* **DATA SUPPLIED**:
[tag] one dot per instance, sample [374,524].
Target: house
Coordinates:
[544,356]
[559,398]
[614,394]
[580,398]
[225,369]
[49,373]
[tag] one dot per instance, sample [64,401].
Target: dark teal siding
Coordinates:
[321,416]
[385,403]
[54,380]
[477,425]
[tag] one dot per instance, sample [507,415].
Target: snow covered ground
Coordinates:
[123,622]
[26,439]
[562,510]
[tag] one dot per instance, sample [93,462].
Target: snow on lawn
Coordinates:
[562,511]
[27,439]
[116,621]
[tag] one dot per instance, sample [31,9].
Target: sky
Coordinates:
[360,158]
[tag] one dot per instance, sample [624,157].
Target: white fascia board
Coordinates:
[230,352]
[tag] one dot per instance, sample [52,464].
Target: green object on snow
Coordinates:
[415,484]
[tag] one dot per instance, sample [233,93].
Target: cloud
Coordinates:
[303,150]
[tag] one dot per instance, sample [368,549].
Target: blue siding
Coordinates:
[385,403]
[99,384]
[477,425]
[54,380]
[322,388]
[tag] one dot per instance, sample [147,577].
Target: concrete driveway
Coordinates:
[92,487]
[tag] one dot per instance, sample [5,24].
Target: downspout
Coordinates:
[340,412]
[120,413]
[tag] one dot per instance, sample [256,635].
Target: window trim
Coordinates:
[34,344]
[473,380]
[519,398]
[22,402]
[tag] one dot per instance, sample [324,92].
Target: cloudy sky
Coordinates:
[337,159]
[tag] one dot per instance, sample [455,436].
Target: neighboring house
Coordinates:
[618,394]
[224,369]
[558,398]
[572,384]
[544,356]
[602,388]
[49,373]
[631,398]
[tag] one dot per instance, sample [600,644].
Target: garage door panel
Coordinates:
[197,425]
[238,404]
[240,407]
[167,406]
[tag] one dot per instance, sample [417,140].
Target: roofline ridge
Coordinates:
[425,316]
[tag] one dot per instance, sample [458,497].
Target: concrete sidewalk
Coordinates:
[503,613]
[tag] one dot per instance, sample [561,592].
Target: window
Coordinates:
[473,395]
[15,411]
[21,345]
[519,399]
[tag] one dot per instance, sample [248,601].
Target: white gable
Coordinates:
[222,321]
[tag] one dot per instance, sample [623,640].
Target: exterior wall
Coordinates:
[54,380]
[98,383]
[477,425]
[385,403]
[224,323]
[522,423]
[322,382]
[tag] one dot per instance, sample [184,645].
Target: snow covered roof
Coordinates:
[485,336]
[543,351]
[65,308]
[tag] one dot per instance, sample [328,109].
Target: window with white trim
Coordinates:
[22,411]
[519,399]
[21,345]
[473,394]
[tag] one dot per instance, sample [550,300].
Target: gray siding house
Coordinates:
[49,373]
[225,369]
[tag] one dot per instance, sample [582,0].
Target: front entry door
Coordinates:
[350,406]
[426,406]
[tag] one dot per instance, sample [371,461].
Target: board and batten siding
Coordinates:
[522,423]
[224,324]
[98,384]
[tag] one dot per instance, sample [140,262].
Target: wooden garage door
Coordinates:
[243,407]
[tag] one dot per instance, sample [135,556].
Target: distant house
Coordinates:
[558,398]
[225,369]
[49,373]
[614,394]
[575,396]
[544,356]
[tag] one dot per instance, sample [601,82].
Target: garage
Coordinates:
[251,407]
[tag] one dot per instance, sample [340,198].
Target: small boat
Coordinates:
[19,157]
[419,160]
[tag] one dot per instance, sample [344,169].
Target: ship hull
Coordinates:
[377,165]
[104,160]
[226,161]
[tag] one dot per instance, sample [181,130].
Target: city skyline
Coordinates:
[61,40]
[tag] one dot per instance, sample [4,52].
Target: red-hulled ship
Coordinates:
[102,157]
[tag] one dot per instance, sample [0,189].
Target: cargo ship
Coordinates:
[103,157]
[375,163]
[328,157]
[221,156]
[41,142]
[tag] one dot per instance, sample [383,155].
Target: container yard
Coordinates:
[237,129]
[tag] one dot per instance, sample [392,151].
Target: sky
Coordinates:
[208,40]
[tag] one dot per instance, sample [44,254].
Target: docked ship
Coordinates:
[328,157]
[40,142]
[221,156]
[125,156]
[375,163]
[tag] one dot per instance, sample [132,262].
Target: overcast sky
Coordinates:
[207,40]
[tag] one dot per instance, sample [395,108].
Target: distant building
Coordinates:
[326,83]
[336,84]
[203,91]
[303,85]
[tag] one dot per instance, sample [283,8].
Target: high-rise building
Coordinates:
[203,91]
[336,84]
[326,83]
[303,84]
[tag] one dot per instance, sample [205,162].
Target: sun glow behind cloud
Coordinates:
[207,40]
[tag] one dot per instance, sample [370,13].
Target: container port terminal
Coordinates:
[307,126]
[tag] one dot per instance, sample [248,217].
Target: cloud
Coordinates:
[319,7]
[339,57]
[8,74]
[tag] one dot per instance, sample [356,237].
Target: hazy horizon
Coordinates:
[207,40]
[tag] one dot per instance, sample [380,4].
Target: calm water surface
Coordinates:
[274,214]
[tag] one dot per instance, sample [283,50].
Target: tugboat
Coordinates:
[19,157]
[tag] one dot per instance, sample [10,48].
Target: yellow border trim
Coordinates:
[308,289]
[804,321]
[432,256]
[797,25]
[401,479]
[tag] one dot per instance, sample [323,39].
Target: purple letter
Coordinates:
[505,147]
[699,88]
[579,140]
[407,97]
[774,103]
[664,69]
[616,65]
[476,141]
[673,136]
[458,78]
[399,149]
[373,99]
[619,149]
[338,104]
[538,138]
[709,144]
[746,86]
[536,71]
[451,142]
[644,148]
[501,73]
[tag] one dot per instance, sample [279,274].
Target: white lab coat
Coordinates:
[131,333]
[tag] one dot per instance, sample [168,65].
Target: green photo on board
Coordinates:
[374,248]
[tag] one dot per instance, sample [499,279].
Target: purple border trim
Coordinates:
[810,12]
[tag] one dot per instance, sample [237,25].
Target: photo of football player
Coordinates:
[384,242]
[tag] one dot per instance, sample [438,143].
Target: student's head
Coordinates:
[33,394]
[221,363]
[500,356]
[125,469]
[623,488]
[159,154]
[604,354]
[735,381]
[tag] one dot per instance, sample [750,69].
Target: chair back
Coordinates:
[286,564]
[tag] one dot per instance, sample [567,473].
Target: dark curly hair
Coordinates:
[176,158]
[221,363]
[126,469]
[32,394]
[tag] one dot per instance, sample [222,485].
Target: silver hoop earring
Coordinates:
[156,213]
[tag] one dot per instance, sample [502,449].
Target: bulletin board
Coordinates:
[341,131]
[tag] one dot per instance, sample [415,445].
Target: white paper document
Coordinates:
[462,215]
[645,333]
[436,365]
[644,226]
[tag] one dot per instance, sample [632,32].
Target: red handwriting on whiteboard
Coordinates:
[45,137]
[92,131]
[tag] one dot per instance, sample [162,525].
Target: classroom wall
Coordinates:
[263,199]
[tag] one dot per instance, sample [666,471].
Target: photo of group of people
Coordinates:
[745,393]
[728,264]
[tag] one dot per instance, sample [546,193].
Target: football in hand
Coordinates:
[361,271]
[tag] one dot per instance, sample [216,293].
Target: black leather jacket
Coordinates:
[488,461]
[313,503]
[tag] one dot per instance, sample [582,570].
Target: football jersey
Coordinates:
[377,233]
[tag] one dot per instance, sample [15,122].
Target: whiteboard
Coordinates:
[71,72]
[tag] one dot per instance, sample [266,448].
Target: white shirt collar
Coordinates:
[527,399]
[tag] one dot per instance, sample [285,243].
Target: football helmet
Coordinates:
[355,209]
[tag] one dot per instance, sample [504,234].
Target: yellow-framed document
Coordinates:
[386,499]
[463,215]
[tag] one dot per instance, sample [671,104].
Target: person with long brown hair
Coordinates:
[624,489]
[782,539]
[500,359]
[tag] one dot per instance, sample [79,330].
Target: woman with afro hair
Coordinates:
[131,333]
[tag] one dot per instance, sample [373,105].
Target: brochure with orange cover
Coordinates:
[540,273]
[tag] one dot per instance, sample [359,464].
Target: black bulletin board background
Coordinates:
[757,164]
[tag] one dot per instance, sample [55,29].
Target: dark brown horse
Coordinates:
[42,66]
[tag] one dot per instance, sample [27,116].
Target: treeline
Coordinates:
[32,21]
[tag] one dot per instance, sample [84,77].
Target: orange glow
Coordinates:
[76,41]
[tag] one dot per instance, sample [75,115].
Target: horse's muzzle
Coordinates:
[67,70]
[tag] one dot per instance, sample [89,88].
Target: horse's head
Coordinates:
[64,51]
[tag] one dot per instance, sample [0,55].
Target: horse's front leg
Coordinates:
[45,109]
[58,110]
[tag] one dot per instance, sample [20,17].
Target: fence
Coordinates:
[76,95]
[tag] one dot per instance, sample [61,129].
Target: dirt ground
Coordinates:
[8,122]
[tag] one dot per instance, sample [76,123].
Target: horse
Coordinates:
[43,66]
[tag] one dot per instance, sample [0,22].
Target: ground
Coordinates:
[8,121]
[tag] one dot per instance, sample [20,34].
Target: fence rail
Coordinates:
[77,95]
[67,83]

* **WHAT THE EXERCISE ASKS**: Starting with the line that contains "[tag] one dot per instance, sample [55,29].", output every line through the end of the listing above, unchanged.

* **ANSWER TO THIS EXERCISE**:
[tag] one dot per instance, sample [55,29].
Target: dark brown horse
Coordinates:
[42,66]
[tag] one dot per instance, sample [27,116].
Target: treeline
Coordinates:
[32,21]
[tag] one dot per instance, sample [84,77].
Target: orange glow
Coordinates:
[76,41]
[tag] one dot per instance, sample [75,115].
Target: horse's muzzle
Coordinates:
[67,70]
[tag] one dot per instance, sample [89,88].
Target: horse's head
Coordinates:
[64,51]
[tag] one dot per instance, sample [0,55].
Target: horse's front leg
Coordinates:
[45,109]
[58,110]
[tag] one dot per instance, sample [20,17].
Target: fence
Coordinates:
[76,95]
[tag] one dot per instance, sample [61,129].
Target: dirt ground
Coordinates:
[8,122]
[tag] one dot per instance, sample [76,123].
Target: horse
Coordinates:
[43,66]
[tag] one dot per instance, sample [0,22].
Target: ground
Coordinates:
[8,121]
[tag] one dot per instance, sample [20,34].
Target: fence rail
Coordinates:
[77,95]
[67,83]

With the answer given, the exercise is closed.